_ACTIVITY_: Copy the line with "If you could spot the wooden dining" and all lines following it through the last line of the entries, exactly as written.

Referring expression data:
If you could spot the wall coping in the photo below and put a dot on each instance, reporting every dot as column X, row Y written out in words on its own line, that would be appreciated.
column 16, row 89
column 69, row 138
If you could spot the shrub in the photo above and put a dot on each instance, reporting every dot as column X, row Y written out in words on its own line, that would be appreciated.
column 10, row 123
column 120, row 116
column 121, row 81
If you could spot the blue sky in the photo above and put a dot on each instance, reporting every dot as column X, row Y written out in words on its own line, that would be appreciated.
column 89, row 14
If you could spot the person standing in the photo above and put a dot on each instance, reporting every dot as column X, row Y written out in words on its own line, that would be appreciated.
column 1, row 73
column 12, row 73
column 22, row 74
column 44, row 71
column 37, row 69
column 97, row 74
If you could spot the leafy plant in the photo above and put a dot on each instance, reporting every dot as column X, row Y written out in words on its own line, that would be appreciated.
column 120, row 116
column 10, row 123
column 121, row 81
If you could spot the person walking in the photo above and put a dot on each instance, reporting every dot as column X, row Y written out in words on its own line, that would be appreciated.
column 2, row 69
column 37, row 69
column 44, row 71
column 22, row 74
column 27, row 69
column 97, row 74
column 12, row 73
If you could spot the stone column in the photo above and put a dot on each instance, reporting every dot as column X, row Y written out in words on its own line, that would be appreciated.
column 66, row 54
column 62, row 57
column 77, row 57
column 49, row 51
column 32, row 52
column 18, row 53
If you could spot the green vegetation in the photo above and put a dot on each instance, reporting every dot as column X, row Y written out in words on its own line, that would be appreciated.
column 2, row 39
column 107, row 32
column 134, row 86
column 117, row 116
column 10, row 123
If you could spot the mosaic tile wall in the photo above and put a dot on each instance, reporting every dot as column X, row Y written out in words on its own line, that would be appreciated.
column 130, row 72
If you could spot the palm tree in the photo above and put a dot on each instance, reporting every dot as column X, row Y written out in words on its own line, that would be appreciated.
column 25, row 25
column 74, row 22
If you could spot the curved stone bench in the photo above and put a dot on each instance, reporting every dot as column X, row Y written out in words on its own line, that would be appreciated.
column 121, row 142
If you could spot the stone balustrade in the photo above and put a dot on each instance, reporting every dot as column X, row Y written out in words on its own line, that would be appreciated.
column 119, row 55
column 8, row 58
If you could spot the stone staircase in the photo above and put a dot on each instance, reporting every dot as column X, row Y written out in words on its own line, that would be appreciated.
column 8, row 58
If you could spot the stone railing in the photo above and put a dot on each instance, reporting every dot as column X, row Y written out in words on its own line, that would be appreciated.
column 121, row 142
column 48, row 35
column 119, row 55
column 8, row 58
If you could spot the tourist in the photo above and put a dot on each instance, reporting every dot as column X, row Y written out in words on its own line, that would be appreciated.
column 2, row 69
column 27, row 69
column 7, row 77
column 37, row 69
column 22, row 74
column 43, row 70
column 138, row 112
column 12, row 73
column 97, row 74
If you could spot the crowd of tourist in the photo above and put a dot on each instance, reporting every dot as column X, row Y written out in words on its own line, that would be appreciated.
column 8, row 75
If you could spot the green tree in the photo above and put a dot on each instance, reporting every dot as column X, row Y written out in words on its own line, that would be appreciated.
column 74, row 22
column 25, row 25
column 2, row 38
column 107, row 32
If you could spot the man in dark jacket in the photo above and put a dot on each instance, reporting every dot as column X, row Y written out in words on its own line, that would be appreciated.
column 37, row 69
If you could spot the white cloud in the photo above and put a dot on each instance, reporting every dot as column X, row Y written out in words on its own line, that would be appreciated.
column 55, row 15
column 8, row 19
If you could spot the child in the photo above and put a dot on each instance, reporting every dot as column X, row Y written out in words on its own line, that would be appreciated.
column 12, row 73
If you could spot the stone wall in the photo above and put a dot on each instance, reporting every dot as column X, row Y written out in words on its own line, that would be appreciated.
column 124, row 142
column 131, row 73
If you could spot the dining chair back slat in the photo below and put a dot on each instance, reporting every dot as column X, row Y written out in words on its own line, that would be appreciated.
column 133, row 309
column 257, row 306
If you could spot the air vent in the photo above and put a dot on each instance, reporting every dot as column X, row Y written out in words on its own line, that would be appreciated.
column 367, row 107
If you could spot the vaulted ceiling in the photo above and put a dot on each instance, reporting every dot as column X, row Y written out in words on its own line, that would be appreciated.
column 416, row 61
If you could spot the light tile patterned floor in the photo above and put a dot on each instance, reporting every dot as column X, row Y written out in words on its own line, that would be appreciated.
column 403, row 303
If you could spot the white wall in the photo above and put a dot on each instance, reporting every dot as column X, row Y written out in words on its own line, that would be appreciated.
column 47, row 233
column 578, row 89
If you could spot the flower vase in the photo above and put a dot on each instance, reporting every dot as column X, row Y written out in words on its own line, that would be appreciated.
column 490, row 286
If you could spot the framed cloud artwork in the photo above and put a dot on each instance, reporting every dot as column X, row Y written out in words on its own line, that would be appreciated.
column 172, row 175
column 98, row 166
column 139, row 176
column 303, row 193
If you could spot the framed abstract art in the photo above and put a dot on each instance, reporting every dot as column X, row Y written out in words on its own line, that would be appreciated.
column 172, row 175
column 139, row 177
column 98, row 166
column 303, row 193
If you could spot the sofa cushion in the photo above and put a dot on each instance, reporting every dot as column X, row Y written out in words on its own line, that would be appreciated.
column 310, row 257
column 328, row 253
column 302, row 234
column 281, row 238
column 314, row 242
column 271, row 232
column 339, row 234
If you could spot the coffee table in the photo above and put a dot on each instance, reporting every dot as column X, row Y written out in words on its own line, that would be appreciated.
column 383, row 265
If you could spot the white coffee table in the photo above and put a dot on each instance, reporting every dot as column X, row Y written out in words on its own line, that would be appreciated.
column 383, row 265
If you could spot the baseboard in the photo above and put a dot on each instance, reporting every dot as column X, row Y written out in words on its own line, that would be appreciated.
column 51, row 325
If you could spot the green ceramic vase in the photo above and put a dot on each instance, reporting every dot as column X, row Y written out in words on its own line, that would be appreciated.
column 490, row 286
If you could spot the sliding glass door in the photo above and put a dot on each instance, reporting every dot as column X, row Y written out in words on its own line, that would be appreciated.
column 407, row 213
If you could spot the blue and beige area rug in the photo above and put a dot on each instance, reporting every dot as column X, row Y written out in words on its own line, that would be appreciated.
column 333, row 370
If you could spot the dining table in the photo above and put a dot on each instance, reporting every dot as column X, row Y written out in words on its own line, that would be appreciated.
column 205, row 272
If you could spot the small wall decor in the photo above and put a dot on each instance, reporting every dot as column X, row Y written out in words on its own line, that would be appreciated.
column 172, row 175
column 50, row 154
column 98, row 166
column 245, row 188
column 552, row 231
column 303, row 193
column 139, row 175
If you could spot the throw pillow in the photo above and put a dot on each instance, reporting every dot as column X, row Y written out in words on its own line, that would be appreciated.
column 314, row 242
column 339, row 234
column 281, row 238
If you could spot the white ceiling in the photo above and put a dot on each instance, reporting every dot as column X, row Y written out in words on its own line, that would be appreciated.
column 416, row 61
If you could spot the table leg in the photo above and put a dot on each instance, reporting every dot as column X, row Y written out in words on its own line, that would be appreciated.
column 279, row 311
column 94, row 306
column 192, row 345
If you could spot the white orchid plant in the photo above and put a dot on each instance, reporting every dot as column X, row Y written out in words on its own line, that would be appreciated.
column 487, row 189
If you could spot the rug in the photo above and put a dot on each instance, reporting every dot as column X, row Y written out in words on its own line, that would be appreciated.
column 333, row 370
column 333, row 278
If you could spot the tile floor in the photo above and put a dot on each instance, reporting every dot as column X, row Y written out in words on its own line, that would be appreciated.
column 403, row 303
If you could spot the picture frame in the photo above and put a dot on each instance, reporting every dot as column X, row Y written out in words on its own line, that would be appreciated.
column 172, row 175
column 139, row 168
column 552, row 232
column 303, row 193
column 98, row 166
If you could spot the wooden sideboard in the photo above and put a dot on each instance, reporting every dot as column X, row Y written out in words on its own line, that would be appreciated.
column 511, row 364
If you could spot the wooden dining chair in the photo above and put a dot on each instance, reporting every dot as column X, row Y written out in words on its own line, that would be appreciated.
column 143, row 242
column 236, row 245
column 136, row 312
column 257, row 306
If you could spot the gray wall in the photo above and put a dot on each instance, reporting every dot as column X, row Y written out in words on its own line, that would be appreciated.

_TASK ANSWER_:
If you could spot the wooden dining chair in the photo above and put a dot on each instance, reporting every dot as column X, row Y written out in words on its own line, that would be appreciated.
column 143, row 242
column 236, row 245
column 136, row 312
column 257, row 306
If you could spot the gray wall in the photo above and put a dot on each instance, reporting every dot as column X, row Y written out in words on its own line, that would be appreciated.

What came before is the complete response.